Reproduce the records below verbatim, line for line, and omit the pictures from your output.

### Source records
******

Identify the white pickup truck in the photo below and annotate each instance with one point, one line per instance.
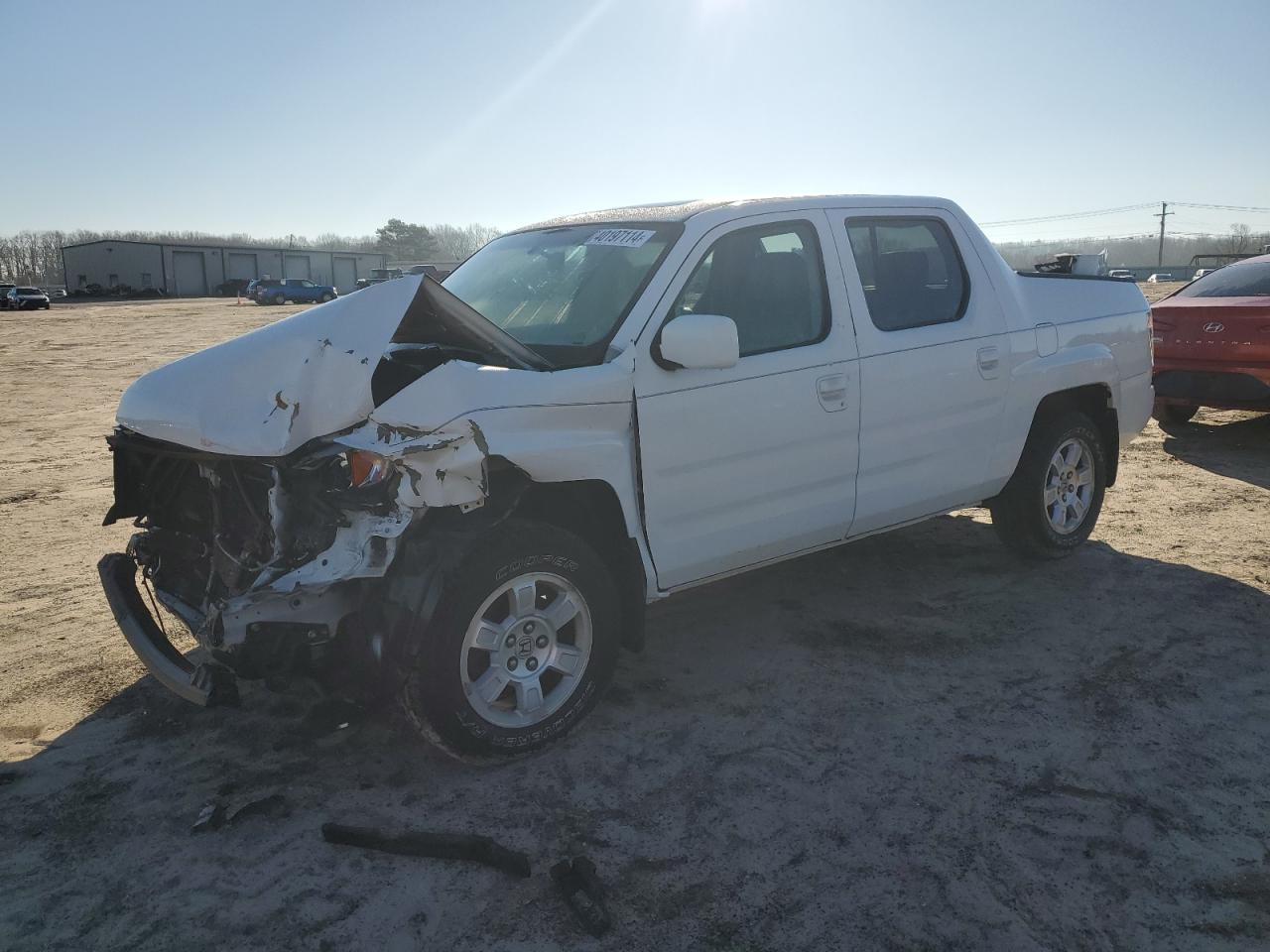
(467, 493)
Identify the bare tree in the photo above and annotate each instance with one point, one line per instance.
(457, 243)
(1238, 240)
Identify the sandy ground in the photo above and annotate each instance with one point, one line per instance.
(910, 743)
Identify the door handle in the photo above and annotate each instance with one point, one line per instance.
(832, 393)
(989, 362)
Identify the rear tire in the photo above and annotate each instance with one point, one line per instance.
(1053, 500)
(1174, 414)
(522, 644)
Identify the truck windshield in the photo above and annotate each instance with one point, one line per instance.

******

### Result
Identify the white pickup truck in the photo below and annotate each instance with one point, one line per instance.
(467, 493)
Identify the bare tree in the photo above and annotate each instance with one point, one line per instance.
(457, 243)
(1238, 240)
Identify the sandy ground in the photo above and annotate each instance with one point, one line per instance.
(910, 743)
Identify the door handle in the photo above and annotate each instance with one point, one line per instance.
(832, 393)
(989, 362)
Identify the rear tire in the photo above and annotate each instance with one point, one line per instance.
(1053, 500)
(1174, 414)
(522, 644)
Identify the truck windshield in the photo above and annotate each instance with one point, one line per instance.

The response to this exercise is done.